(Aim of the task) According to the job posting, what do engineers in this role set together with stakeholders?

(Document excerpt)
::::::::::

Site Reliability Engineer III
at J.P. Morgan
Posted 17 days ago
No clicks
- Compensation
- Not specified
- City
- Dallas
- Country
- United States
Currency: Not specified
Join JPMorgan Chase as a Site Reliability Engineer focused on modernizing platform operations through SRE principles and AI-driven automation. You will build observability, resilience, and automated incident management for critical financial systems, collaborating with stakeholders to set SLOs and error budgets. The role requires hands-on experience with cloud, Kubernetes, Terraform, coding, and observability stacks, and includes mentoring and knowledge-sharing responsibilities. Based in Plano, TX, you will help drive proactive, customer-focused reliability improvements across the enterprise.
Location: Plano, TX, United States
There’s nothing more exciting than being at the center of a rapidly growing field in technology and applying your skillsets to drive innovation and modernize the world's most complex and mission-critical systems.

::::::::::

(Dataset extract)
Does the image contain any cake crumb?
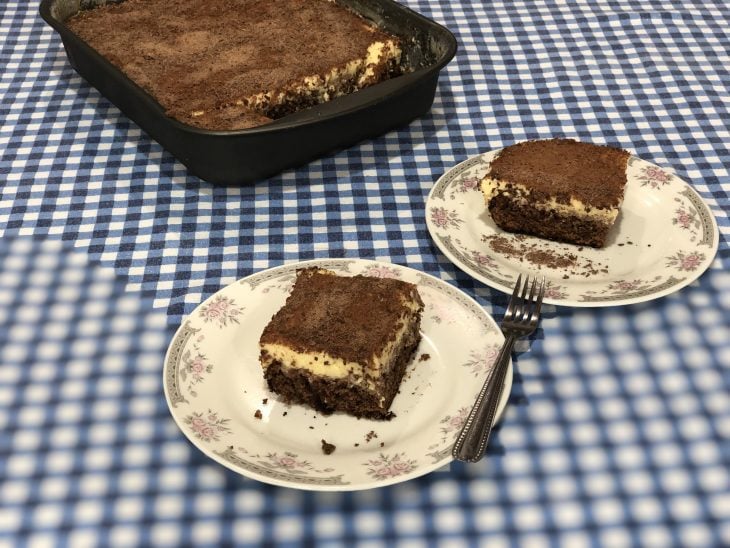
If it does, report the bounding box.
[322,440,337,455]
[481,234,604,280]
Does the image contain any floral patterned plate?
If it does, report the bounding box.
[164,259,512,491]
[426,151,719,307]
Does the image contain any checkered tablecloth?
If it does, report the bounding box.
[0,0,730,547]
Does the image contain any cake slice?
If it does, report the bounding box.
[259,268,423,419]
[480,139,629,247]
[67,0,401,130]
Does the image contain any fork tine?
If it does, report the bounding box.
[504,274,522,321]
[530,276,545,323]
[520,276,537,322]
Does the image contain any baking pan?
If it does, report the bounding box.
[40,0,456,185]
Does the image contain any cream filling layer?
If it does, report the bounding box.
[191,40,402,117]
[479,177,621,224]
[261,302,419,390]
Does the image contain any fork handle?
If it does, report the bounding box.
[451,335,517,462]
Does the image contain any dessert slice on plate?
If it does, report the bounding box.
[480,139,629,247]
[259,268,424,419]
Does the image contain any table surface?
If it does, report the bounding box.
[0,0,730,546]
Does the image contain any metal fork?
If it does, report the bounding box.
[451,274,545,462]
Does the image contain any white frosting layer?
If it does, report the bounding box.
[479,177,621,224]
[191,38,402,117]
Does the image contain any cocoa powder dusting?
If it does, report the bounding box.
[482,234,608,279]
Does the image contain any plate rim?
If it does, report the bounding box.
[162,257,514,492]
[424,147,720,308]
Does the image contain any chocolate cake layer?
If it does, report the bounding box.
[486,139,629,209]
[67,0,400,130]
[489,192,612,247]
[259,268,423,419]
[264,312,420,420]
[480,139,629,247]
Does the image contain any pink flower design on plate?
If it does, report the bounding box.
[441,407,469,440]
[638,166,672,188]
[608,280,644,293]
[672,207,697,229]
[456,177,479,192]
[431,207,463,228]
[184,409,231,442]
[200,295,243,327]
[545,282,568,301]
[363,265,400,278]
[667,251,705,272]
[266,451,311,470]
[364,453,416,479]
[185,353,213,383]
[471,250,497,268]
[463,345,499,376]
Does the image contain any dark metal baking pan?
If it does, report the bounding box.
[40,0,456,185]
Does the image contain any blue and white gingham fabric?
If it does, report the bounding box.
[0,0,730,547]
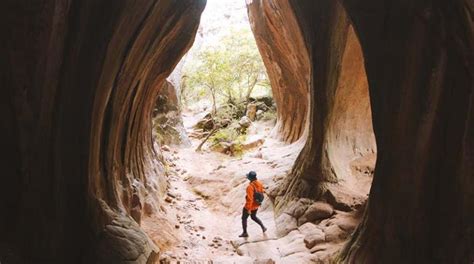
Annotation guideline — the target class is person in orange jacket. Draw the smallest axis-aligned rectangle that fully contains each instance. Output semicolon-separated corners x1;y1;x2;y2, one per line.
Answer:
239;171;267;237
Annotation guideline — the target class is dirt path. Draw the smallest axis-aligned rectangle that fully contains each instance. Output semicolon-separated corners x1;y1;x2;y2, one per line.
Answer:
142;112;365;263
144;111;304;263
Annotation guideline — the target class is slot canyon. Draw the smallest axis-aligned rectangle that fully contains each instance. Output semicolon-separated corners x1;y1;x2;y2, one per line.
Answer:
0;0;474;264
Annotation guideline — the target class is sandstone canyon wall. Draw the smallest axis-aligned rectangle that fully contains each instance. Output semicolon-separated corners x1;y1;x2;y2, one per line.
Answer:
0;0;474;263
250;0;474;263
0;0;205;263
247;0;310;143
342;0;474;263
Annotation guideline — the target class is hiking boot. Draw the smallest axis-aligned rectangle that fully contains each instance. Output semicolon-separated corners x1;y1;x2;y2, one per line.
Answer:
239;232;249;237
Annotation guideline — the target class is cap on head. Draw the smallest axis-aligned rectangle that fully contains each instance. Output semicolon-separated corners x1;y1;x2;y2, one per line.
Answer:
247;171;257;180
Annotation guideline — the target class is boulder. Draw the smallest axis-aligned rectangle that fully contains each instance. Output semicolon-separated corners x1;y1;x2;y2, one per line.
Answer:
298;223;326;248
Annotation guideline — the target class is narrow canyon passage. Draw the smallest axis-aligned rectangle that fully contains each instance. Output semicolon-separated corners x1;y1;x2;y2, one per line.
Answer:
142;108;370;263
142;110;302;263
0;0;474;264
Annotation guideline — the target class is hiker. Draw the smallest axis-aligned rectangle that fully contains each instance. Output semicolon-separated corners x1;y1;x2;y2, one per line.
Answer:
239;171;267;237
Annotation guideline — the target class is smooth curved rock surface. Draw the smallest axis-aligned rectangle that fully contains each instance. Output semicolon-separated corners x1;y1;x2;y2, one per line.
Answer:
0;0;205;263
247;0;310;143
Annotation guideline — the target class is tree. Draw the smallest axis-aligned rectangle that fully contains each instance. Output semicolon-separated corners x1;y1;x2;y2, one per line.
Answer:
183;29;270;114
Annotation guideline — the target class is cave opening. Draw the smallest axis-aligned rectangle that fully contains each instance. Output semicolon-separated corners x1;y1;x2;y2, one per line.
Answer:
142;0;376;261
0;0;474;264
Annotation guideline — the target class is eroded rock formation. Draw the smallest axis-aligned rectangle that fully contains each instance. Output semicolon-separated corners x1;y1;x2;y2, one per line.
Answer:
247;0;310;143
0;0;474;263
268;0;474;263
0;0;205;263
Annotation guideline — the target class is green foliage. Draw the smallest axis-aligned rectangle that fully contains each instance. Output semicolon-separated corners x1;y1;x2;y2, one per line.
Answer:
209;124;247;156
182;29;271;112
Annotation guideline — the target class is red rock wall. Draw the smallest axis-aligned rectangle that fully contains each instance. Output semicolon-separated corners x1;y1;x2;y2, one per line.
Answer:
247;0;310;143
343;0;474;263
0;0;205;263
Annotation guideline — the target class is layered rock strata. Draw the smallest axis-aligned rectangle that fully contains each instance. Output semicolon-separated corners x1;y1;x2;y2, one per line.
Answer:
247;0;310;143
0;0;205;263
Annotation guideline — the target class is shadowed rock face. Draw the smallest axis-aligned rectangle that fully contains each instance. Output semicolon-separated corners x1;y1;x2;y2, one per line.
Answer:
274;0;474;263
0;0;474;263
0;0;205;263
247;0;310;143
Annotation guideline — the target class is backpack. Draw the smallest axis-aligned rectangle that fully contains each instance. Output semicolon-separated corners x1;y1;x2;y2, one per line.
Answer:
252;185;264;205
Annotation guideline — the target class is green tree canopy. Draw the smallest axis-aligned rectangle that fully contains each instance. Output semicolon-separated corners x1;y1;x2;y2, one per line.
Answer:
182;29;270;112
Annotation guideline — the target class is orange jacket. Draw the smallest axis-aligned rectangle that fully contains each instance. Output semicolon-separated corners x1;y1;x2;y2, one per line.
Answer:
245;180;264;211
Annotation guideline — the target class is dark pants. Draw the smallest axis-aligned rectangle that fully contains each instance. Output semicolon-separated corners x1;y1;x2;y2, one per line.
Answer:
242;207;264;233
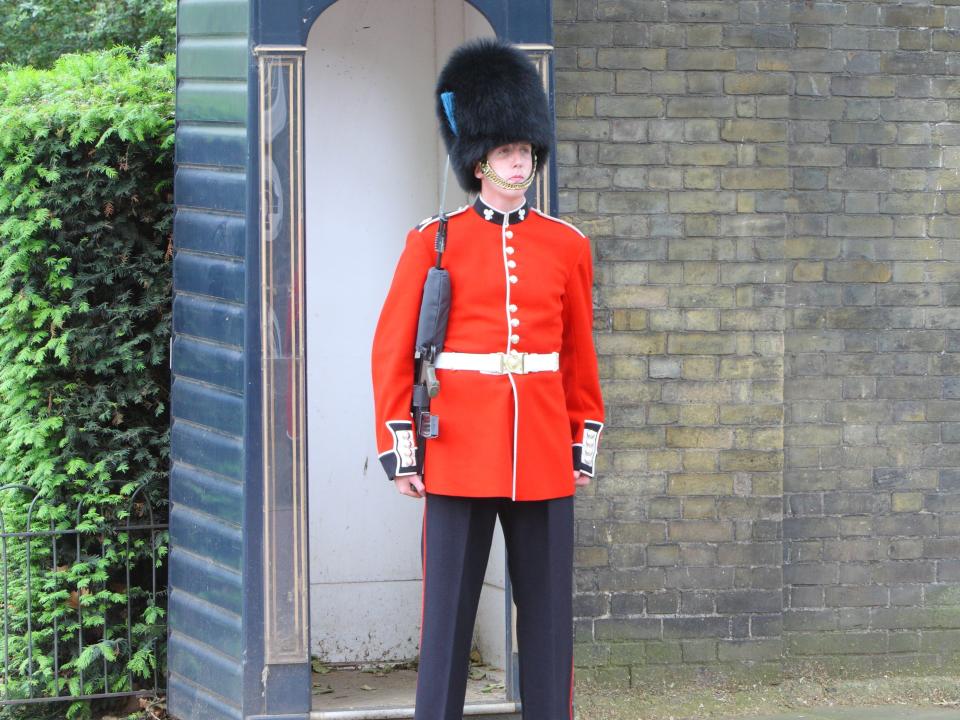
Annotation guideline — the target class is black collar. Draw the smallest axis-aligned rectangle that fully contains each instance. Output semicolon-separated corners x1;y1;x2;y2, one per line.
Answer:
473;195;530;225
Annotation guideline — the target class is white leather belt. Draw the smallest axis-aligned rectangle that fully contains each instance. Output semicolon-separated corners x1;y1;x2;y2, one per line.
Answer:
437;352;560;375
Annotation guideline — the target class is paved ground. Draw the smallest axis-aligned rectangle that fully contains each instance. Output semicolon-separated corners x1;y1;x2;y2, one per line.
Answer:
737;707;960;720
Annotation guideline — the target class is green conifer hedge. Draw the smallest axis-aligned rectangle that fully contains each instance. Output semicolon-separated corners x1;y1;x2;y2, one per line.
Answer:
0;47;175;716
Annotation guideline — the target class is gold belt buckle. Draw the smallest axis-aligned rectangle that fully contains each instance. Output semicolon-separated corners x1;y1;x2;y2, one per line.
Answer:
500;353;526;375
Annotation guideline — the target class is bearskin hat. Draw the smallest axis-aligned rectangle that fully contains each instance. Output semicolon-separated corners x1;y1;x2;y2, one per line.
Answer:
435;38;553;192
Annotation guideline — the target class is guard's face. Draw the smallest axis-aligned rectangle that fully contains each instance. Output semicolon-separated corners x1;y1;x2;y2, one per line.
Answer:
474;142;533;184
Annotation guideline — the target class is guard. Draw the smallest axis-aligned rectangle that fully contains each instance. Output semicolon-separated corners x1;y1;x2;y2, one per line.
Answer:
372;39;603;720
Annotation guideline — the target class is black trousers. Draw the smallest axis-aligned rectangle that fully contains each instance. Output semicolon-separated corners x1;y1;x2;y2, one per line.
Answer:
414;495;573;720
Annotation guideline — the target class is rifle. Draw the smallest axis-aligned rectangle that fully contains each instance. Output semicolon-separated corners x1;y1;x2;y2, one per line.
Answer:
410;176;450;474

::::::::::

(Answer to this task) SLOs and error budgets.